Direction A:
Which pierogi fillings does the restaurant text name?
____________
Peter Street Kitchen
The Peter Street Kitchen, which sits inside the historic Free Trade Hall (now the Edwardian Hotel), combines contemporary Mexican and Japanese styles in a fusion that might seem unorthodox on the surface. It makes perfect sense in situ. The menu is split into a Japanese ‘izakaya’ selection, featuring excellent sashimi and robata dishes, the Venn diagram converging with dishes like the gzoya tacos. Signature Mexican dishes, meanwhile, include stone bass with crushed Andean chilli lime sea salt and smoked paprika ribs with a mezcal glaze. Smoked lamb cutlets come served up on a hot lava stone, seasoned with habanero.
Platzki
Manchester has a lot of impressive Polish food, especially in its satellite towns and suburbs, but Platzki is the place we recommend for a special occasion. Chefs Lukasz Mazurek and Przemek Marcinkowsk named their restaurant after a potato pancake, and you will find these on the menu as well as their homeland’s famous pierogi dumplings. But there is so much more to the menu here. Changing on a regular basis, the main courses are as hearty as they come, but no less refined for it. You might find your platzki served with a rich venison stew for a main course or topped with smoked mackerel and mustard and honey creme fraiche in starter form. There’s always a pork dish on the menu as well as light and fresh sides like cucumber dill salad. Pierogi fillings change daily from the traditional potato and cottage cheese, to more outré creations with black pudding and bacon, beetroot or duck and plum sauce. Many dishes come adorned with edible flowers in the team’s typically flamboyant fashion. This is Polish food, Jim, but not as we know it.
____________
Direction B:
Can you turn the records, from their first line through the line containing "691,567 -> 1031,665", into a Markdown table with columns n and Line, giving each line a row number, skipping blank lines and leaving the pictures out?
____________
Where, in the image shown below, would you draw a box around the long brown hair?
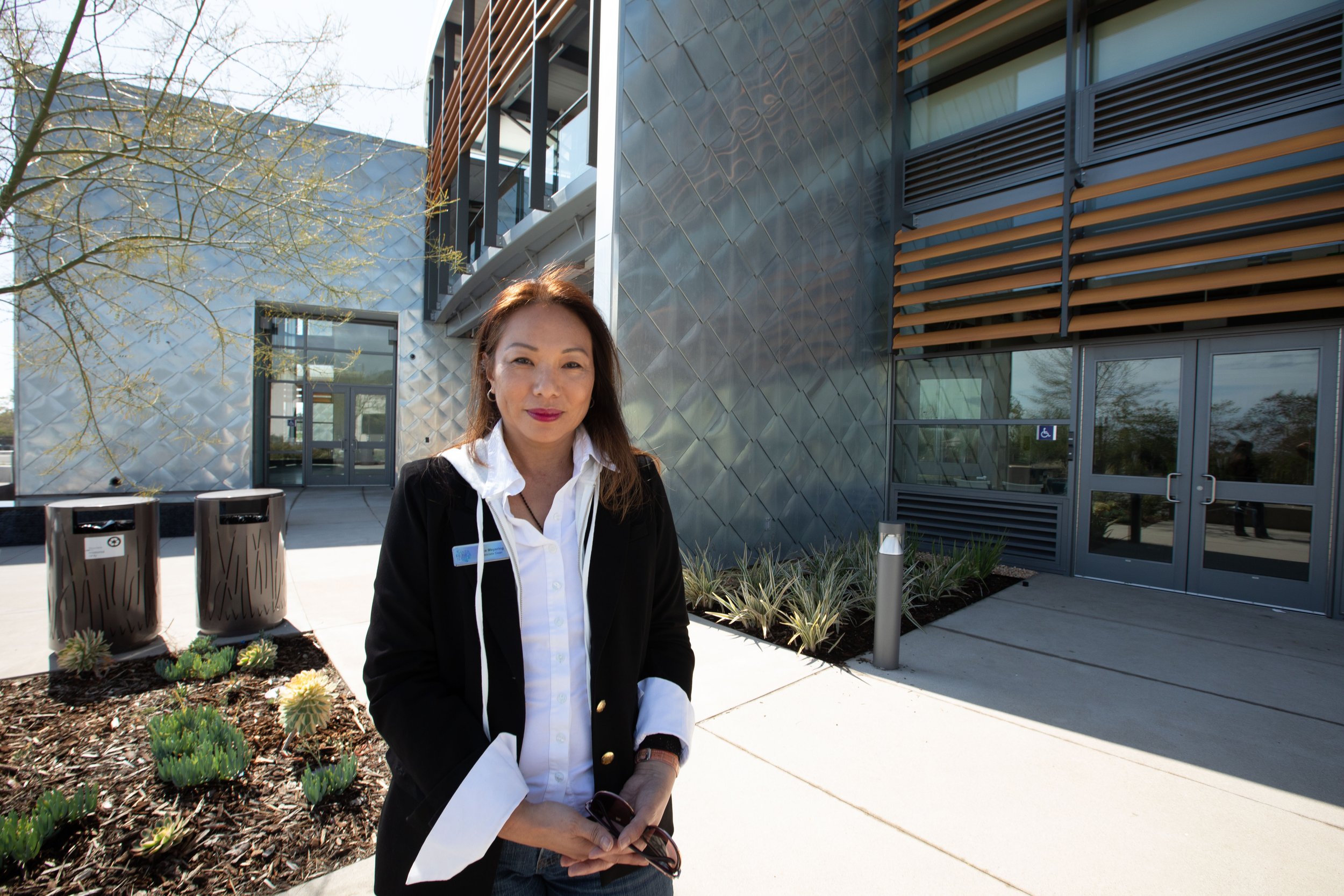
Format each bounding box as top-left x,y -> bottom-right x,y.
452,266 -> 659,517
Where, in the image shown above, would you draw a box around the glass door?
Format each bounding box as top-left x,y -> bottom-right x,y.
349,385 -> 392,485
1075,341 -> 1198,590
1190,332 -> 1339,613
304,383 -> 349,485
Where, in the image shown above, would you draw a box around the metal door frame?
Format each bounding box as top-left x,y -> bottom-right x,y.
346,383 -> 397,485
1074,339 -> 1198,591
1187,332 -> 1340,614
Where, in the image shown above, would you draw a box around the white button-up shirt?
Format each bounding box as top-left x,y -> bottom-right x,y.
406,426 -> 695,884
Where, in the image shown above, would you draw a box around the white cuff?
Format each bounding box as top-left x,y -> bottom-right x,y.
406,731 -> 527,885
634,677 -> 695,766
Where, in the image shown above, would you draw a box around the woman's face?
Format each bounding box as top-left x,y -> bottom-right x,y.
485,305 -> 596,456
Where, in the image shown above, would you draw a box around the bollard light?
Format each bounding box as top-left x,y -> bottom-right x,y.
873,522 -> 906,669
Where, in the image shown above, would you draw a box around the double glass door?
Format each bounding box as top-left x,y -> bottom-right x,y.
304,383 -> 392,485
1075,331 -> 1340,613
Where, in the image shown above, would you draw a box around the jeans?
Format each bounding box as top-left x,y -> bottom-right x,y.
491,841 -> 672,896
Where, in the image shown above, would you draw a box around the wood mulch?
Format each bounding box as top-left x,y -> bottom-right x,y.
0,635 -> 389,896
691,567 -> 1031,665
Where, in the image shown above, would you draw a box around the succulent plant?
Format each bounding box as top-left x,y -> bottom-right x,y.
56,629 -> 115,678
277,669 -> 332,737
238,638 -> 276,670
136,815 -> 187,856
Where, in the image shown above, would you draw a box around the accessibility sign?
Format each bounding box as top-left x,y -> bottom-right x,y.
85,535 -> 126,560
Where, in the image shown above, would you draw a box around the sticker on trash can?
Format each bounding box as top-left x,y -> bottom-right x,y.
85,535 -> 126,560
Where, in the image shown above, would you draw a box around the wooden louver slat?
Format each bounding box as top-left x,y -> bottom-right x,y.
898,0 -> 1051,71
1069,255 -> 1344,307
1069,286 -> 1344,333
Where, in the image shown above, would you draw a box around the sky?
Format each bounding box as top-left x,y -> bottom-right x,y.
0,0 -> 440,403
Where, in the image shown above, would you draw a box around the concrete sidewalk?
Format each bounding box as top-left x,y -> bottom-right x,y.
0,489 -> 1344,896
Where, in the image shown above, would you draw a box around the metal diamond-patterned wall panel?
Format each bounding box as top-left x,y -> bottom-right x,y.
617,0 -> 895,555
15,124 -> 433,494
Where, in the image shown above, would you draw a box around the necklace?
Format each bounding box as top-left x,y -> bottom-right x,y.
518,492 -> 546,532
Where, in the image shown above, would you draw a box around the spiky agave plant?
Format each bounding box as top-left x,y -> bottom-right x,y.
277,669 -> 332,737
238,637 -> 277,670
56,629 -> 115,678
136,815 -> 187,856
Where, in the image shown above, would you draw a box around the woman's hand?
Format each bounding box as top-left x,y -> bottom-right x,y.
499,799 -> 648,876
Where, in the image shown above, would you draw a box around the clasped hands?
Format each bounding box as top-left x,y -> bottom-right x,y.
499,762 -> 676,877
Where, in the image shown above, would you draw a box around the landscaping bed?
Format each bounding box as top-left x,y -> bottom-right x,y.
0,635 -> 389,896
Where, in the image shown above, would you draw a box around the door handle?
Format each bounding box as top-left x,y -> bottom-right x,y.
1167,473 -> 1182,504
1200,473 -> 1218,504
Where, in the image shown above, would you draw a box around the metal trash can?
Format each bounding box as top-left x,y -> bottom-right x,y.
47,496 -> 160,653
196,489 -> 287,635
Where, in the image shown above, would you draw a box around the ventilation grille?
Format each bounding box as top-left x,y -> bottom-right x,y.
905,105 -> 1064,207
1091,15 -> 1341,153
895,492 -> 1063,570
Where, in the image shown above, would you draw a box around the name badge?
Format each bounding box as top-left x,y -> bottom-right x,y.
453,541 -> 508,567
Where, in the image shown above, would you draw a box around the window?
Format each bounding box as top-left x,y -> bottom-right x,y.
892,348 -> 1073,494
1091,0 -> 1327,83
910,40 -> 1064,149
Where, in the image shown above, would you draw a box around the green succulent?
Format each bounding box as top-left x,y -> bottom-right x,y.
301,754 -> 359,806
136,815 -> 187,856
56,629 -> 116,678
238,637 -> 277,670
277,669 -> 333,737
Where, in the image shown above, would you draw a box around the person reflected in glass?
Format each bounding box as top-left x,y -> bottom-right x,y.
1227,439 -> 1269,539
364,270 -> 695,896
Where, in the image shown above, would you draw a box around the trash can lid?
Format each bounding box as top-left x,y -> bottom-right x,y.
196,489 -> 285,501
47,494 -> 159,511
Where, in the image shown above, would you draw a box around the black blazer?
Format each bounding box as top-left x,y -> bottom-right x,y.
364,457 -> 695,896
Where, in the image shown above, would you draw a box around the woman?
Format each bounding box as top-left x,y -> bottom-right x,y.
364,271 -> 694,896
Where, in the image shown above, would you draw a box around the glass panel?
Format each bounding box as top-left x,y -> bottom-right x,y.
355,449 -> 387,473
355,392 -> 387,442
892,425 -> 1069,494
313,392 -> 346,442
308,349 -> 397,385
270,383 -> 304,418
1204,500 -> 1312,582
910,40 -> 1064,149
270,417 -> 304,453
266,451 -> 304,485
897,348 -> 1074,420
1209,348 -> 1320,485
1088,492 -> 1176,563
1093,357 -> 1182,476
270,317 -> 304,345
313,447 -> 346,477
1090,0 -> 1329,82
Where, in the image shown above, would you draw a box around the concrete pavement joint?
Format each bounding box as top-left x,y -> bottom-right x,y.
855,655 -> 1344,830
704,730 -> 1034,896
984,594 -> 1344,666
938,626 -> 1344,728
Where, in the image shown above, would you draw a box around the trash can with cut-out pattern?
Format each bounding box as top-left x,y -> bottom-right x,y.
47,496 -> 160,653
196,489 -> 287,637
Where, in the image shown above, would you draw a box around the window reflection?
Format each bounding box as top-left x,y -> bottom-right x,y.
1093,357 -> 1182,476
1209,349 -> 1320,485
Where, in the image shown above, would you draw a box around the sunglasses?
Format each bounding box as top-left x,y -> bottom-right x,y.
585,790 -> 682,877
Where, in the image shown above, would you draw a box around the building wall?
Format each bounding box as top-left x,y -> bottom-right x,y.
15,125 -> 435,496
616,0 -> 894,554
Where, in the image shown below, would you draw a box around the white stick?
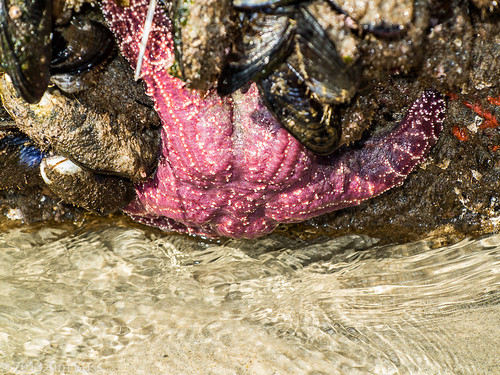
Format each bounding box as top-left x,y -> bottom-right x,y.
134,0 -> 156,81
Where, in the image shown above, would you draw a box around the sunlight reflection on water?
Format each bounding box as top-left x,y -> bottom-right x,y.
0,225 -> 500,374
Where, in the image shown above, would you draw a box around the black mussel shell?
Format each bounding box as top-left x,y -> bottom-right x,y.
289,7 -> 359,104
50,19 -> 115,75
217,13 -> 294,95
0,0 -> 52,103
233,0 -> 305,10
258,63 -> 341,155
0,127 -> 45,190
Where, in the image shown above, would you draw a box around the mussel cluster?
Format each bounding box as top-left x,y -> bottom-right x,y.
171,0 -> 423,155
0,0 -> 427,217
0,0 -> 160,214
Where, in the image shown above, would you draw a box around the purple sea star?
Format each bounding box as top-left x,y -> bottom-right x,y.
103,0 -> 445,238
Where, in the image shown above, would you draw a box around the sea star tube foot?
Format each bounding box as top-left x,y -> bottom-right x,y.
103,0 -> 445,238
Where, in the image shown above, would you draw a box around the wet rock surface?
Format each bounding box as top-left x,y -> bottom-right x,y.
0,1 -> 500,240
0,57 -> 160,181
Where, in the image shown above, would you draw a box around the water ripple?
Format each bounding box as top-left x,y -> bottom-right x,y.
0,225 -> 500,374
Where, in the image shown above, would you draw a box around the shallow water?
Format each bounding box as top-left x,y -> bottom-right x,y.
0,224 -> 500,374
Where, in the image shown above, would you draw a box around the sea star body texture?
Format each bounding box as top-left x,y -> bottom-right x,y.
103,0 -> 445,238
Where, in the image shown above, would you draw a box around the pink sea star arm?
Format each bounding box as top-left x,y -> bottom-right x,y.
103,0 -> 445,237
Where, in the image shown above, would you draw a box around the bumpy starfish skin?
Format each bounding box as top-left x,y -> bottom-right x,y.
103,0 -> 445,238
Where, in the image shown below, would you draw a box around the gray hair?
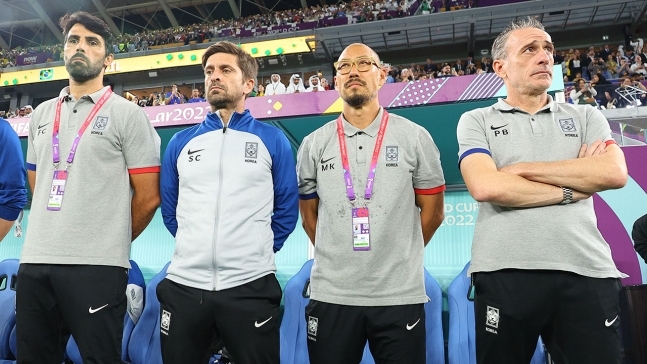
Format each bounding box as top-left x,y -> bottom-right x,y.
492,16 -> 544,61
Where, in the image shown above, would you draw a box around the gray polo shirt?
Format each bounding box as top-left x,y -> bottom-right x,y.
25,87 -> 160,267
457,96 -> 623,278
297,109 -> 445,306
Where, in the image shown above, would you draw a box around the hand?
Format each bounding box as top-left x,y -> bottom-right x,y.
577,139 -> 607,158
572,190 -> 593,201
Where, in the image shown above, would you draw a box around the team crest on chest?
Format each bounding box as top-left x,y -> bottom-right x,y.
559,118 -> 577,133
92,116 -> 108,130
384,146 -> 400,167
245,142 -> 258,163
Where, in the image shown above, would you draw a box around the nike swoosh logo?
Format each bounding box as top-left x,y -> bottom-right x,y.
254,316 -> 274,327
88,303 -> 108,313
407,319 -> 420,331
604,315 -> 618,327
187,149 -> 204,155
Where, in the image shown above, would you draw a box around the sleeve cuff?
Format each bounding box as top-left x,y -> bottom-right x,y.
128,166 -> 160,174
458,148 -> 492,169
413,185 -> 445,195
0,206 -> 22,221
299,192 -> 319,200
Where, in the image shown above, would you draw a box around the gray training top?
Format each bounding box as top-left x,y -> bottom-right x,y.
25,87 -> 160,267
297,109 -> 445,306
457,96 -> 625,278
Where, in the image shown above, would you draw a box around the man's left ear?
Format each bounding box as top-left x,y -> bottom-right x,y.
103,54 -> 115,68
243,78 -> 256,95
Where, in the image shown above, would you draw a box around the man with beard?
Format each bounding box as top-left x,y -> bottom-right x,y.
306,75 -> 326,92
0,112 -> 27,241
457,17 -> 627,364
16,12 -> 160,363
265,73 -> 285,96
297,43 -> 445,364
157,41 -> 298,364
285,73 -> 306,94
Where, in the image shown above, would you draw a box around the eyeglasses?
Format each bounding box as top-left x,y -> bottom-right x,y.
334,56 -> 380,75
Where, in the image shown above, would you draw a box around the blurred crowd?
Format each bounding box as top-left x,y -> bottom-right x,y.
0,0 -> 484,68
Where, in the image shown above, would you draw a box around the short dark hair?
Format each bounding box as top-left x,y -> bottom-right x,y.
58,11 -> 115,57
202,41 -> 258,80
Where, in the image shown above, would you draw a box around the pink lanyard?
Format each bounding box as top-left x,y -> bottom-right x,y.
52,88 -> 112,167
337,110 -> 389,201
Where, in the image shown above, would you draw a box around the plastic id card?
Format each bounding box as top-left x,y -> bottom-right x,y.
47,171 -> 67,211
353,207 -> 371,251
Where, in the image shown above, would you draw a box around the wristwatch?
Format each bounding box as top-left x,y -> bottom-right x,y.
559,186 -> 573,205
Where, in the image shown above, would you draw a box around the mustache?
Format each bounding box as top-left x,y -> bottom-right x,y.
70,52 -> 90,63
209,82 -> 227,90
344,78 -> 366,87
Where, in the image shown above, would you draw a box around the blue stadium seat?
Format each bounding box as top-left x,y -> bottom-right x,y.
0,259 -> 20,360
447,263 -> 546,364
280,259 -> 313,364
66,260 -> 146,364
425,269 -> 445,364
280,259 -> 438,364
128,262 -> 171,364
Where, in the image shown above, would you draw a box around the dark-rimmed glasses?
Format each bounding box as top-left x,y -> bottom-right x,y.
333,56 -> 380,75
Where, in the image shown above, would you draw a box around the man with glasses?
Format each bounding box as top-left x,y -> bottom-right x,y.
297,44 -> 445,364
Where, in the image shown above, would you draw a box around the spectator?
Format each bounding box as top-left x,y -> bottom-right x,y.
598,44 -> 612,61
570,78 -> 598,106
425,58 -> 438,75
321,78 -> 330,91
306,75 -> 326,92
400,68 -> 416,82
481,57 -> 494,73
285,73 -> 306,94
25,105 -> 34,118
164,83 -> 184,105
265,73 -> 286,96
465,63 -> 476,75
437,63 -> 454,78
189,88 -> 205,103
0,115 -> 27,241
616,57 -> 631,78
568,50 -> 582,81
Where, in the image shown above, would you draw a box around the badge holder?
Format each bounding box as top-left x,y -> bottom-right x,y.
47,169 -> 68,211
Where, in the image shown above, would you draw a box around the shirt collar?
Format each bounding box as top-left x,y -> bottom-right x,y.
341,107 -> 384,138
58,86 -> 110,104
492,95 -> 557,113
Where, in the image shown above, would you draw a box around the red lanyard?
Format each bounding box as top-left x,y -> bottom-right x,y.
337,110 -> 389,201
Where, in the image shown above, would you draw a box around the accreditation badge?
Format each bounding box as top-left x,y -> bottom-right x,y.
47,171 -> 68,211
352,207 -> 371,251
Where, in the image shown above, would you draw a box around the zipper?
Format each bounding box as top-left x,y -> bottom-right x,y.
211,116 -> 231,291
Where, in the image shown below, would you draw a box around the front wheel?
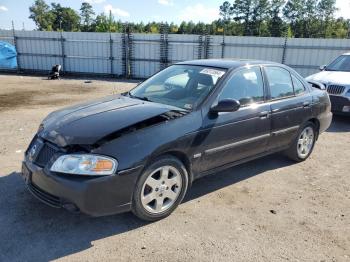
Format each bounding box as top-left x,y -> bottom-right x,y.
132,156 -> 188,221
286,122 -> 317,162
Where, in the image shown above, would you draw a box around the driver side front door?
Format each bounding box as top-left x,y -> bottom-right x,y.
196,66 -> 271,173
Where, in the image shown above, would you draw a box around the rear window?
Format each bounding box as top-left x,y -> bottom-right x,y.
265,66 -> 294,99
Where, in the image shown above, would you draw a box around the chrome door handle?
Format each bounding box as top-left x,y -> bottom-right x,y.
259,111 -> 270,118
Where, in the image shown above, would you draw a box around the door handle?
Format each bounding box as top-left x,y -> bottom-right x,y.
259,111 -> 270,118
303,101 -> 310,107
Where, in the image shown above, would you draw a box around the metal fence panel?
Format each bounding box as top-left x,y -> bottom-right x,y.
0,30 -> 350,78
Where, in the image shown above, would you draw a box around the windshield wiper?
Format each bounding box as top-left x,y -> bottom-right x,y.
128,92 -> 152,102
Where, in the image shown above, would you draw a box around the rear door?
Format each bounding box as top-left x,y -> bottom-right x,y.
197,66 -> 271,172
264,66 -> 312,149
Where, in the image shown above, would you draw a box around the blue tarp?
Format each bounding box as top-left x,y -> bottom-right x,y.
0,41 -> 17,69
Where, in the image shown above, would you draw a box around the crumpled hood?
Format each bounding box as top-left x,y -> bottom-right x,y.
306,71 -> 350,85
39,95 -> 179,147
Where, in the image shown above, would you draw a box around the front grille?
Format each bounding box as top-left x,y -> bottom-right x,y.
34,142 -> 58,167
327,85 -> 345,95
27,183 -> 62,208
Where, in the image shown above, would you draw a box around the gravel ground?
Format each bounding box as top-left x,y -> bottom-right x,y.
0,75 -> 350,261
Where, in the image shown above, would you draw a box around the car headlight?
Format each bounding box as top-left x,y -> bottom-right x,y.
50,154 -> 118,176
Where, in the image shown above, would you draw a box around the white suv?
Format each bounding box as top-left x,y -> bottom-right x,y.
306,53 -> 350,116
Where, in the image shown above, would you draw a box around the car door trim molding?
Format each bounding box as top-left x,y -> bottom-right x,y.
272,126 -> 299,136
204,134 -> 271,155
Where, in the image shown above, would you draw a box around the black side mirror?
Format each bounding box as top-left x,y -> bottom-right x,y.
320,65 -> 327,71
210,99 -> 241,113
307,80 -> 326,90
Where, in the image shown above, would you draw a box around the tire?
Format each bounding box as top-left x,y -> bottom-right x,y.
285,122 -> 318,162
132,156 -> 188,221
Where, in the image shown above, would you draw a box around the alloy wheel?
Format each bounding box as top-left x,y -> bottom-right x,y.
141,166 -> 182,214
298,126 -> 315,158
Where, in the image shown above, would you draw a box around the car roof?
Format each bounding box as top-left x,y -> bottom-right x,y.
177,59 -> 281,69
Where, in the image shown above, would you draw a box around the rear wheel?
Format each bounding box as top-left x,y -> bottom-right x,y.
286,122 -> 317,162
132,156 -> 188,221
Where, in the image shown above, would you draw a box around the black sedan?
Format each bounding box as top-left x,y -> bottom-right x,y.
22,60 -> 332,221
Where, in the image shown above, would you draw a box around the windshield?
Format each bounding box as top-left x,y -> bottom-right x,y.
326,55 -> 350,72
129,65 -> 226,110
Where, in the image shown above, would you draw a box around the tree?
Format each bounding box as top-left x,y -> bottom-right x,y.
80,2 -> 95,32
50,3 -> 80,31
232,0 -> 252,35
29,0 -> 54,31
267,0 -> 286,37
219,1 -> 233,23
250,0 -> 270,36
317,0 -> 337,37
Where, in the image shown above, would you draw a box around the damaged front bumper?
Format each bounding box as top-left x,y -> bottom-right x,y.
22,159 -> 142,216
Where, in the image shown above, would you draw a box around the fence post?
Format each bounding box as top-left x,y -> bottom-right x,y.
122,24 -> 131,78
12,20 -> 21,73
60,31 -> 66,73
197,35 -> 203,59
221,32 -> 225,58
109,32 -> 114,77
160,24 -> 169,70
204,32 -> 211,59
282,35 -> 288,64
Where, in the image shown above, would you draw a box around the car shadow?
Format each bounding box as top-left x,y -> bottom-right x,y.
0,154 -> 293,261
326,115 -> 350,133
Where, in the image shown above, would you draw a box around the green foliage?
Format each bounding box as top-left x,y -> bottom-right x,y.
29,0 -> 54,31
49,3 -> 80,31
29,0 -> 350,38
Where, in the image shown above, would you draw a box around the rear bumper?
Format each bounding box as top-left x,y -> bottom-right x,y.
22,160 -> 141,216
329,95 -> 350,116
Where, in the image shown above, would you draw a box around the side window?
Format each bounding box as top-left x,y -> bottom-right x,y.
265,66 -> 294,99
292,74 -> 305,95
219,67 -> 264,106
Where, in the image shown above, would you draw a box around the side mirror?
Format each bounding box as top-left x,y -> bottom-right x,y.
210,99 -> 241,113
320,65 -> 327,71
307,80 -> 326,90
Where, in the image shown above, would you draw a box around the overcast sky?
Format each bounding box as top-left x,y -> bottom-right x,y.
0,0 -> 350,30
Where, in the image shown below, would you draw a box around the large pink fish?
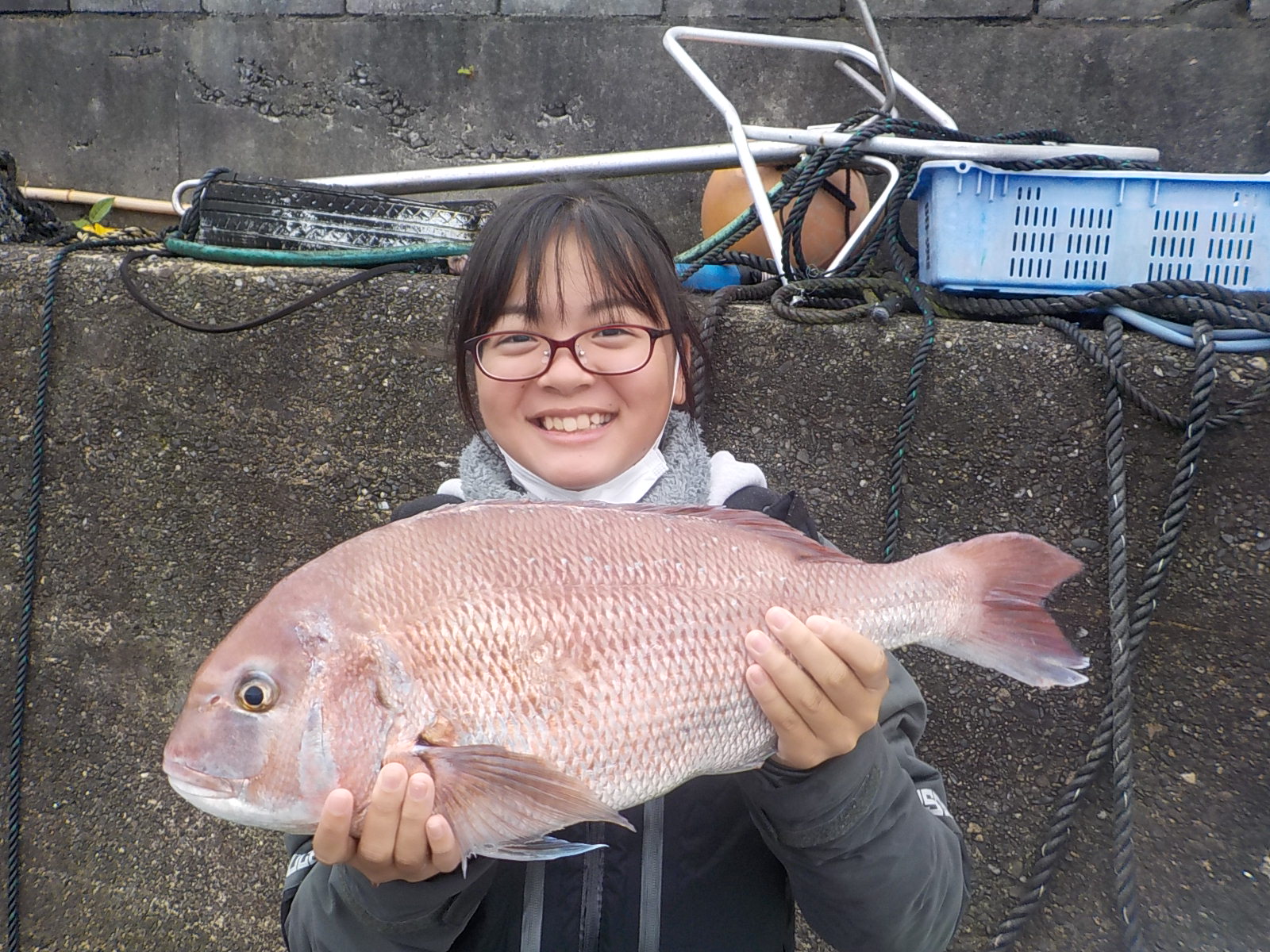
____________
Worked solution A:
- Potato and cottage cheese
- Black pudding and bacon
- Beetroot
- Duck and plum sauce

Worked solution B:
| n | Line |
|---|---|
| 1 | Where, in the image shown below, would you draw a box around the long brown hair? |
| 2 | Format each bounding box as top-left x,y -> bottom-right x,y. |
| 3 | 452,266 -> 659,517 |
| 4 | Where, in the image shown above, would you draw a box around the glass door? |
| 5 | Format each bounding box as top-left x,y -> bottom-right x,y. |
| 6 | 349,385 -> 392,485 |
| 7 | 1075,341 -> 1198,590 |
| 8 | 1190,332 -> 1339,613 |
| 9 | 304,383 -> 349,485 |
| 10 | Where, in the image shown above, would you draw a box around the metal door frame? |
| 11 | Format each bounding box as top-left x,y -> bottom-right x,y. |
| 12 | 346,383 -> 397,485 |
| 13 | 1074,339 -> 1198,591 |
| 14 | 1187,332 -> 1340,614 |
| 15 | Where, in the image shown above, would you draw a box around the white button-up shirt? |
| 16 | Format each bounding box as top-left x,y -> bottom-right x,y. |
| 17 | 406,426 -> 695,884 |
| 18 | Where, in the image shown above, would you draw a box around the white cuff? |
| 19 | Format each bounding box as top-left x,y -> bottom-right x,y. |
| 20 | 406,731 -> 527,885 |
| 21 | 634,677 -> 695,766 |
| 22 | Where, in the image shown above, would you draw a box around the woman's face? |
| 23 | Format each bounding box as top-left x,y -> bottom-right x,y. |
| 24 | 485,305 -> 596,456 |
| 25 | Where, in the image shown above, would you draw a box around the bollard light? |
| 26 | Format each bounding box as top-left x,y -> bottom-right x,y. |
| 27 | 873,522 -> 906,669 |
| 28 | Where, in the image shown above, would you draw a box around the double glass door? |
| 29 | Format each bounding box as top-left x,y -> bottom-right x,y. |
| 30 | 304,383 -> 392,485 |
| 31 | 1075,331 -> 1340,613 |
| 32 | Where, in the image shown above, would you draw a box around the jeans? |
| 33 | Format each bounding box as top-left x,y -> bottom-right x,y. |
| 34 | 491,841 -> 672,896 |
| 35 | Where, in the image shown above, would you draw a box around the wood mulch? |
| 36 | Format each bounding box as top-left x,y -> bottom-right x,y. |
| 37 | 0,635 -> 389,896 |
| 38 | 691,567 -> 1031,665 |